Stored items:
Segment Open

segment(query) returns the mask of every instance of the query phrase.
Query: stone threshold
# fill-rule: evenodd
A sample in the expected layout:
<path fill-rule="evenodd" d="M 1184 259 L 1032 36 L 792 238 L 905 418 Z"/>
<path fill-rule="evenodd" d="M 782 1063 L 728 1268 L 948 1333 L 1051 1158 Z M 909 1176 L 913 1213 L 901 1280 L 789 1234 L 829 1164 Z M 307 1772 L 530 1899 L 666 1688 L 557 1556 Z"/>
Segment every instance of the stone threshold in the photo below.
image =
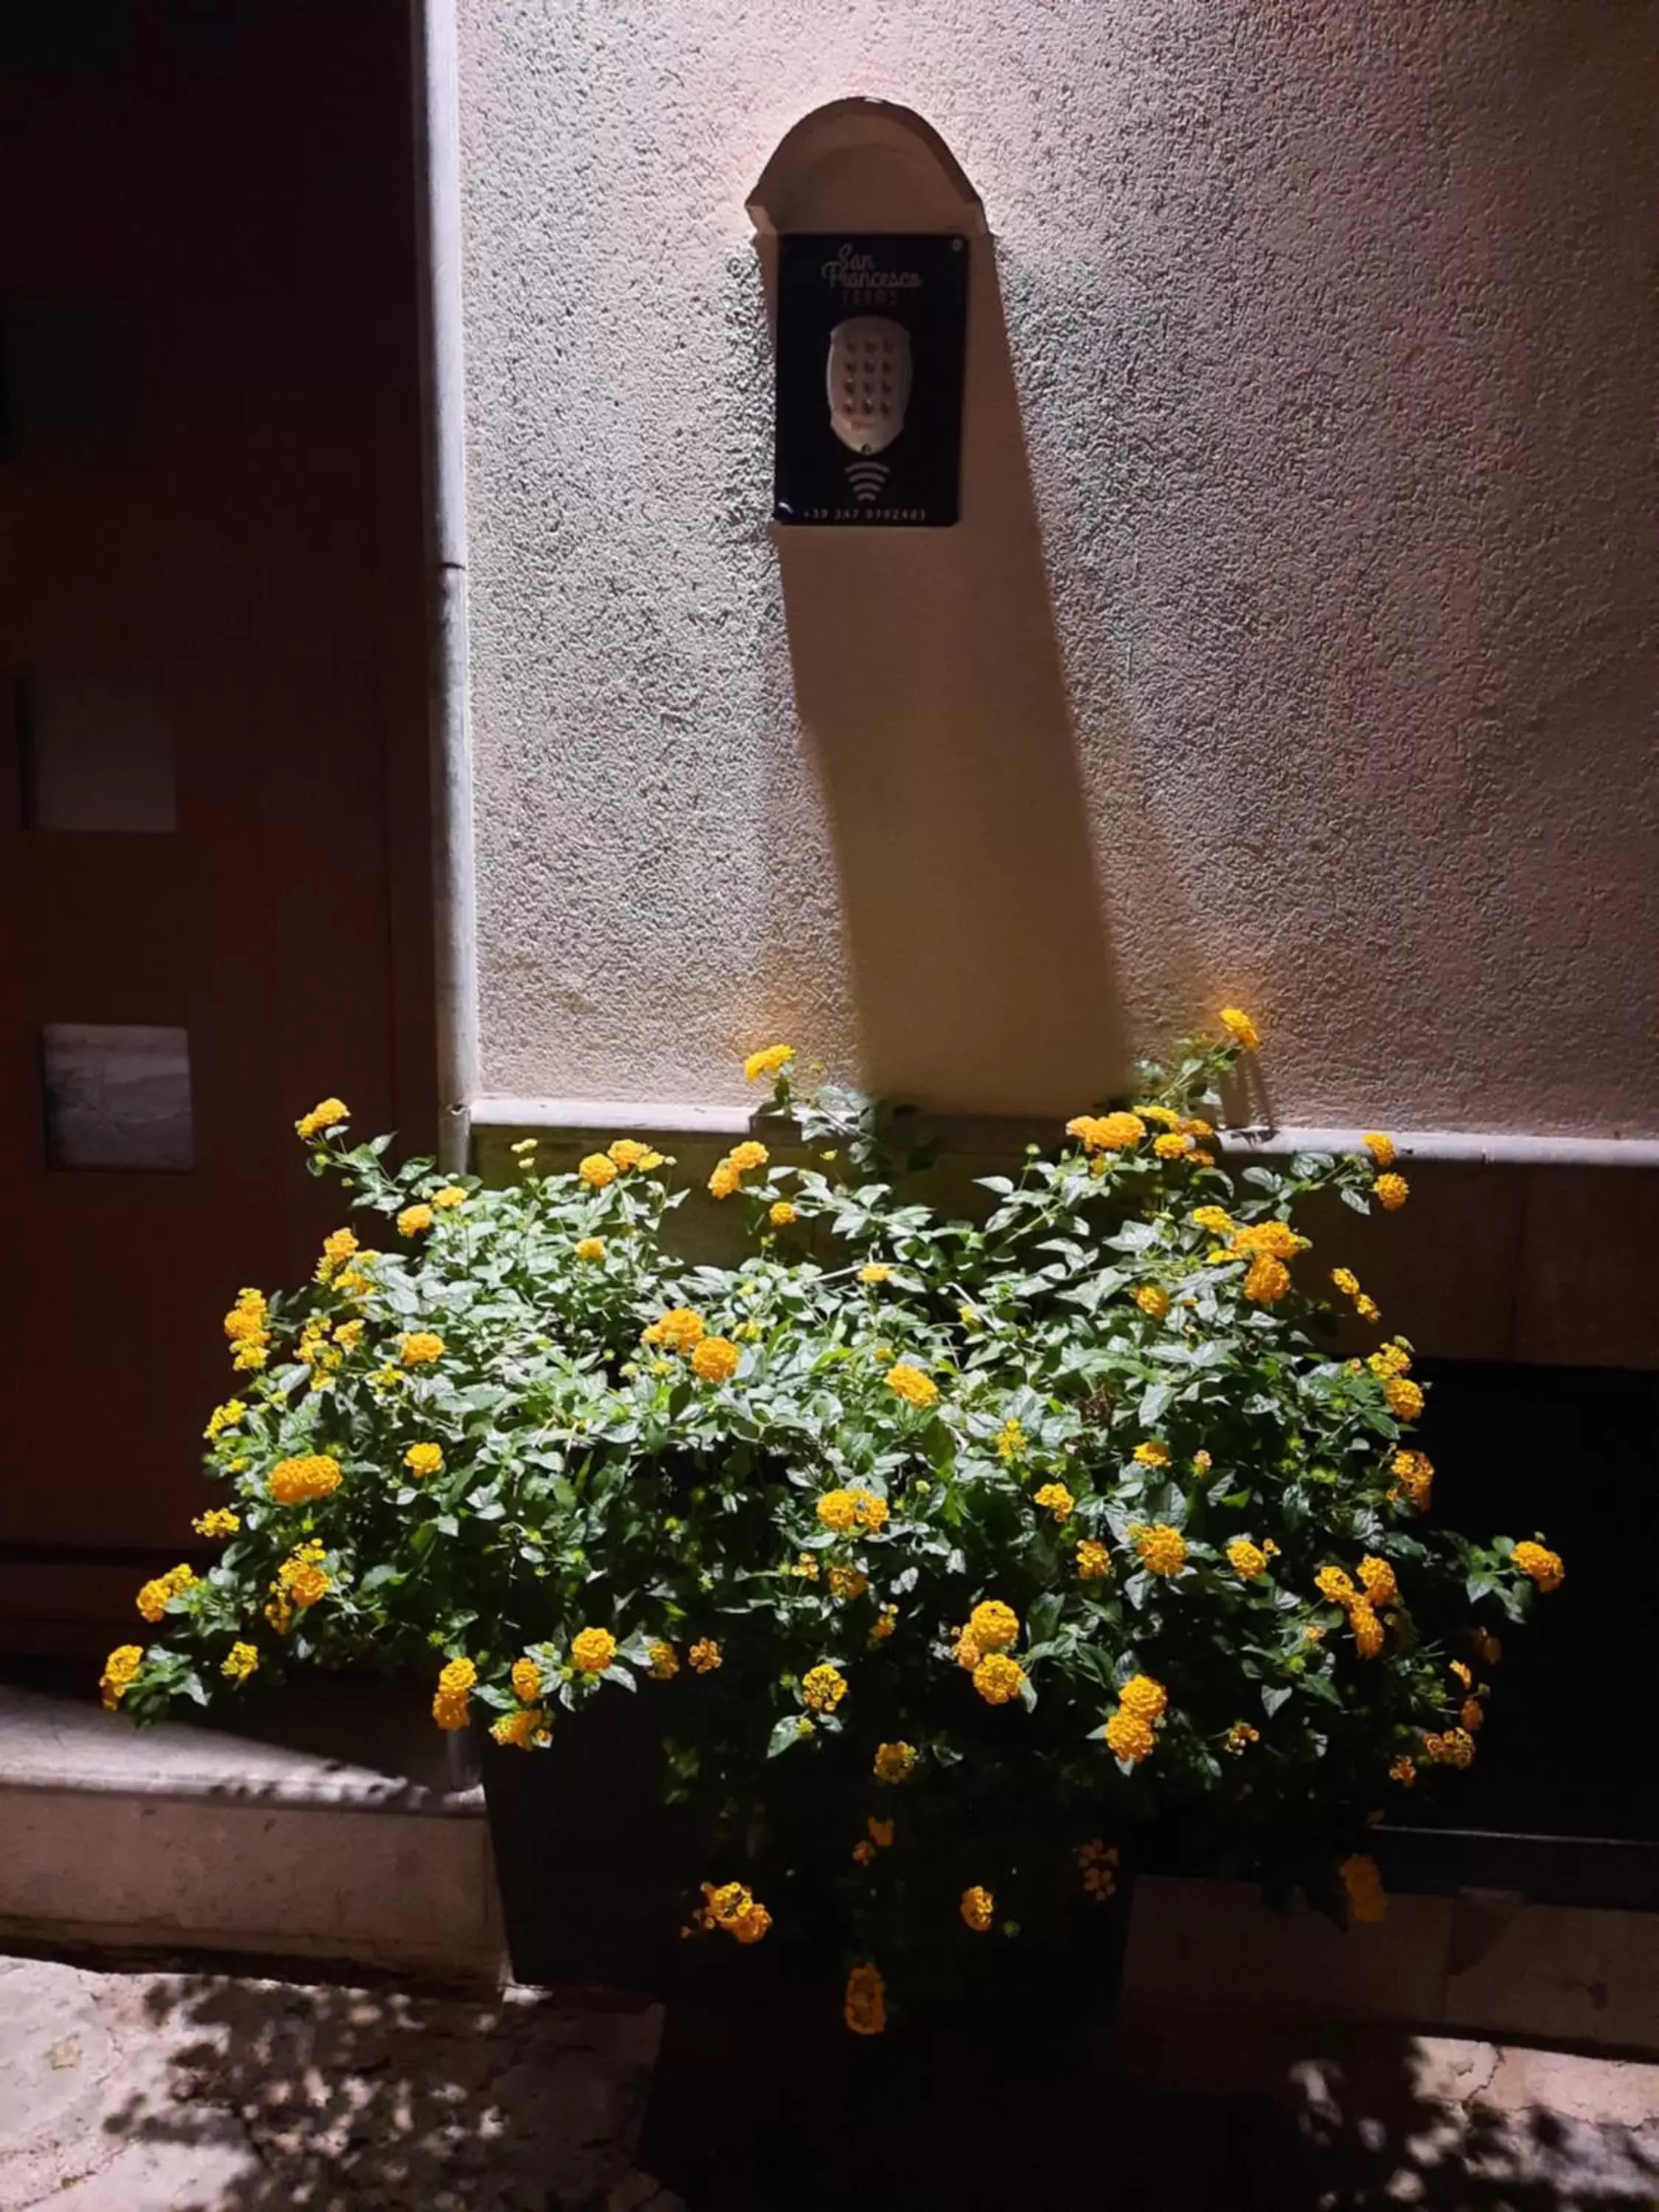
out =
<path fill-rule="evenodd" d="M 322 1680 L 239 1721 L 0 1685 L 0 1941 L 498 1984 L 483 1794 L 420 1701 Z"/>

Segment Closed

▶ Exercise aim: Only the lines from the line that contains "# fill-rule: evenodd" through the end of the entries are to be written out, exactly and without pictures, both ends included.

▶ Answer for the task:
# fill-rule: evenodd
A sample in the expected layout:
<path fill-rule="evenodd" d="M 1184 259 L 1032 36 L 792 238 L 905 418 Z"/>
<path fill-rule="evenodd" d="M 782 1063 L 728 1268 L 948 1333 L 1051 1158 Z M 909 1176 L 913 1213 L 901 1280 L 789 1234 L 829 1164 Z M 307 1772 L 530 1899 L 666 1688 L 557 1556 Z"/>
Segment every instance of the stone threshold in the photo below.
image =
out =
<path fill-rule="evenodd" d="M 322 1680 L 239 1721 L 0 1685 L 0 1941 L 498 1984 L 483 1794 L 420 1701 Z"/>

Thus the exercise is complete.